§ **AIM OF THE TASK**: The records below are to be returned word for word, with pictures left out.
Top of DATASET RECORDS
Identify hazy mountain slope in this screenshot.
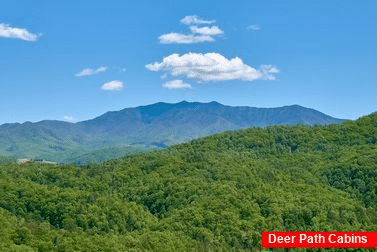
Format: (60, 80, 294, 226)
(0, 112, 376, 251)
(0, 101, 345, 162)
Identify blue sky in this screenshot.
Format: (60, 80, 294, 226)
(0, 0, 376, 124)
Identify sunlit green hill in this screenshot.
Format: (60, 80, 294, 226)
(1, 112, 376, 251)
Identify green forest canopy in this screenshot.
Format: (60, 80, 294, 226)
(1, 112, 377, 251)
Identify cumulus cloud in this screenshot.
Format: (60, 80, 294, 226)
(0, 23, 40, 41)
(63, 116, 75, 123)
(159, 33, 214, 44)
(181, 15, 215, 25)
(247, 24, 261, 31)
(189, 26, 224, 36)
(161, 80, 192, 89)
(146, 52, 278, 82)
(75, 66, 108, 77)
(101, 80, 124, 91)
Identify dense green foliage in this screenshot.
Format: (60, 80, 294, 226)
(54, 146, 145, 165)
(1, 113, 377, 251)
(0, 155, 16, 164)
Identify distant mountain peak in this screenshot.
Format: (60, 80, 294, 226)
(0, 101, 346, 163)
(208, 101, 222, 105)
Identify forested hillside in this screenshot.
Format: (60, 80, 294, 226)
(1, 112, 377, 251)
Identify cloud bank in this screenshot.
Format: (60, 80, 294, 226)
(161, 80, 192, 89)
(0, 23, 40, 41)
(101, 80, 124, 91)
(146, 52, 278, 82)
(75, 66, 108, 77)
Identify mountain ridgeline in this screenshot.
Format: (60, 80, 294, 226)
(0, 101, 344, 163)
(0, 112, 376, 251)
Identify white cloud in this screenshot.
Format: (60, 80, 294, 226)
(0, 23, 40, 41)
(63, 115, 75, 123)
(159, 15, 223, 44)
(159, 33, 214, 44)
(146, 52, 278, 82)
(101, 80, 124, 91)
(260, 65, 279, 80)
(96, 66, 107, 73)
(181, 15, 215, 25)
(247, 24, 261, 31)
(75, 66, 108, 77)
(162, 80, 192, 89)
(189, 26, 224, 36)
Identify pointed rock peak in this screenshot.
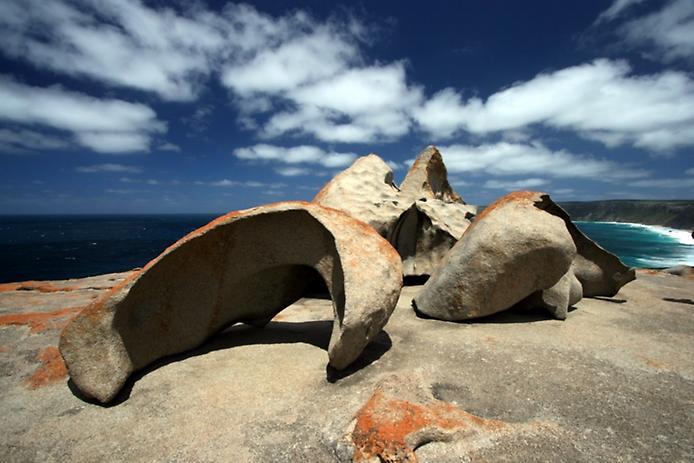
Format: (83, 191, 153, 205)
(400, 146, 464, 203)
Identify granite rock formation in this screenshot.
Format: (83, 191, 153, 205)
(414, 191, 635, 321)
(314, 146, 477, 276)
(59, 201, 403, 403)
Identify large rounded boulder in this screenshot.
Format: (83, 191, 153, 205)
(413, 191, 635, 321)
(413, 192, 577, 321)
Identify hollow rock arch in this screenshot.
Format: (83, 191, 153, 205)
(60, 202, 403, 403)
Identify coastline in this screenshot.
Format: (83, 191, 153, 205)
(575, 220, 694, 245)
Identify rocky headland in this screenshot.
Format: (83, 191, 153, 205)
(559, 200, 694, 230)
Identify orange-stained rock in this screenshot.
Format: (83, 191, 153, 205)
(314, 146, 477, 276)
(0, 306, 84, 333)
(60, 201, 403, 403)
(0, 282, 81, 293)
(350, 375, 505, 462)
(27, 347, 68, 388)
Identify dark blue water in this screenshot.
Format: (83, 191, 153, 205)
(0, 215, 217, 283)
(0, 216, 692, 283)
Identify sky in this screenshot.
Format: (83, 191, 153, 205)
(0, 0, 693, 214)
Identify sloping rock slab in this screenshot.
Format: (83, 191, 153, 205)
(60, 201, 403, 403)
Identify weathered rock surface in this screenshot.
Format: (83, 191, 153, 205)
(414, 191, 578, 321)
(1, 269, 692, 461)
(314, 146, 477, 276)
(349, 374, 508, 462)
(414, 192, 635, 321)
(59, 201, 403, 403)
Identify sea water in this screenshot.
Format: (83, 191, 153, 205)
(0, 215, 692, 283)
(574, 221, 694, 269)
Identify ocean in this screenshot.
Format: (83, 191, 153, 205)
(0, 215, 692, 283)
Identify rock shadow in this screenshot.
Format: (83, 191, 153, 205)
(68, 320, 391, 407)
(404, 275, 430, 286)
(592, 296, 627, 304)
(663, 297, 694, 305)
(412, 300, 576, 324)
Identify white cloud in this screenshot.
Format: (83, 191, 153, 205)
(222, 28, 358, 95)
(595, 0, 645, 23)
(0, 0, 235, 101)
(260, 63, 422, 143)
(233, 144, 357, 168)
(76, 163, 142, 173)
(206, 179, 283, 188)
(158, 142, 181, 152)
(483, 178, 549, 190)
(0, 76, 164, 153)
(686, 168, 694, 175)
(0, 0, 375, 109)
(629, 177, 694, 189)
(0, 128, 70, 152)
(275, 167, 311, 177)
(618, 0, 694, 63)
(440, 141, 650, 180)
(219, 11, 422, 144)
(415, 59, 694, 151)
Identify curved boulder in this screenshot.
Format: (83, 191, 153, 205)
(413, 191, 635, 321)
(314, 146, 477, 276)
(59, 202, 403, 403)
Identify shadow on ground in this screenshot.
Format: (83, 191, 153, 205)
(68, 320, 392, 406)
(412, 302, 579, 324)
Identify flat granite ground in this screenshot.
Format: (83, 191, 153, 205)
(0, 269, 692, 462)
Bottom of DATASET RECORDS
§ **EXERCISE RESPONSE**:
Identify hazy mountain slope in this screenshot.
Format: (60, 80, 294, 226)
(0, 112, 376, 251)
(0, 101, 345, 162)
Identify blue sky in this screenshot.
Format: (60, 80, 294, 226)
(0, 0, 376, 124)
Identify sunlit green hill in this screenshot.
Format: (60, 80, 294, 226)
(1, 112, 376, 251)
Identify green forest canopy in this screenshot.
Format: (60, 80, 294, 226)
(1, 112, 377, 251)
Identify cumulus cloud in this screenshot.
Format: (60, 80, 294, 226)
(0, 23, 40, 41)
(63, 116, 75, 123)
(159, 33, 214, 44)
(181, 15, 215, 25)
(247, 24, 261, 31)
(189, 26, 224, 36)
(161, 80, 192, 89)
(146, 52, 278, 82)
(75, 66, 108, 77)
(101, 80, 124, 91)
Identify dense green foliage in this screenshot.
Format: (60, 80, 294, 226)
(54, 146, 145, 165)
(1, 113, 377, 251)
(0, 155, 16, 164)
Identify distant mountain peak in this screenshot.
Format: (60, 80, 294, 226)
(0, 101, 346, 163)
(208, 101, 222, 105)
Identify forested hillside in this screenshot.
Format: (60, 80, 294, 226)
(1, 112, 377, 251)
Identify cloud bank in this screenshot.
Format: (60, 80, 294, 226)
(161, 80, 192, 89)
(0, 23, 40, 41)
(101, 80, 124, 91)
(146, 52, 278, 82)
(75, 66, 108, 77)
Identify mountain ridgeline in this screenshot.
Format: (60, 80, 294, 226)
(0, 101, 344, 163)
(0, 112, 376, 251)
Identify white cloud in this screenshot.
Format: (60, 80, 294, 226)
(0, 23, 40, 41)
(63, 115, 75, 123)
(159, 15, 223, 44)
(159, 33, 214, 44)
(146, 52, 278, 82)
(101, 80, 124, 91)
(260, 65, 279, 80)
(96, 66, 107, 73)
(181, 15, 215, 25)
(247, 24, 261, 31)
(75, 66, 108, 77)
(162, 80, 192, 89)
(189, 26, 224, 36)
Identify pointed rock peak in this screenshot.
Format: (83, 191, 153, 205)
(400, 146, 464, 203)
Identify granite rock formation in this screenshot.
Format: (83, 191, 153, 205)
(414, 191, 635, 321)
(314, 146, 477, 276)
(59, 201, 403, 403)
Identify large rounded boulder in this screenshot.
Format: (83, 191, 153, 205)
(413, 191, 635, 321)
(413, 192, 577, 321)
Identify hollow rock arch in this screenshot.
Format: (83, 191, 153, 205)
(60, 202, 403, 403)
Identify coastline in this screenshot.
Format: (83, 191, 153, 205)
(575, 220, 694, 245)
Identify rocky headland in this screenshot.
Format: (83, 191, 153, 205)
(559, 200, 694, 230)
Identify orange-stained rock in this screenshot.
Format: (83, 191, 153, 205)
(314, 146, 477, 276)
(0, 306, 84, 333)
(60, 201, 403, 403)
(0, 282, 81, 293)
(350, 375, 505, 462)
(27, 347, 68, 388)
Identify dark blue water in this screenshot.
Format: (83, 191, 153, 205)
(0, 215, 217, 283)
(0, 216, 692, 283)
Identify sky in this screenshot.
Format: (83, 191, 153, 205)
(0, 0, 693, 214)
Identify sloping rock slab in this screenshot.
Format: (83, 191, 153, 205)
(60, 201, 403, 403)
Identify weathered rock surface in this screenshot.
Format: (83, 191, 153, 205)
(414, 191, 578, 321)
(1, 269, 692, 461)
(314, 146, 477, 276)
(349, 374, 508, 462)
(414, 192, 635, 321)
(59, 201, 403, 403)
Identify sea water in this screenshot.
Format: (83, 191, 153, 205)
(0, 215, 692, 283)
(574, 221, 694, 269)
Identify ocean in this screenshot.
Format: (83, 191, 153, 205)
(0, 215, 692, 283)
Identify rock shadow in this screenshot.
Format: (83, 191, 153, 205)
(68, 320, 391, 407)
(404, 275, 430, 286)
(592, 296, 627, 304)
(663, 297, 694, 305)
(412, 300, 576, 324)
Identify white cloud in this screenshot.
Format: (83, 191, 153, 205)
(222, 28, 358, 95)
(595, 0, 645, 23)
(0, 0, 235, 101)
(260, 63, 422, 143)
(233, 144, 357, 168)
(76, 163, 142, 173)
(206, 179, 283, 188)
(158, 142, 181, 152)
(483, 178, 549, 190)
(0, 76, 164, 153)
(686, 168, 694, 175)
(0, 0, 375, 109)
(629, 177, 694, 189)
(0, 128, 70, 152)
(275, 167, 311, 177)
(618, 0, 694, 63)
(440, 141, 650, 180)
(219, 11, 422, 144)
(415, 59, 694, 151)
Identify curved boulder in this screenshot.
Format: (83, 191, 153, 205)
(413, 191, 635, 321)
(314, 146, 477, 276)
(59, 202, 403, 403)
Identify shadow on ground in this screenshot.
Format: (83, 191, 153, 205)
(68, 320, 392, 406)
(412, 302, 579, 324)
Identify flat granite ground in this screenshot.
Format: (83, 191, 153, 205)
(0, 269, 692, 462)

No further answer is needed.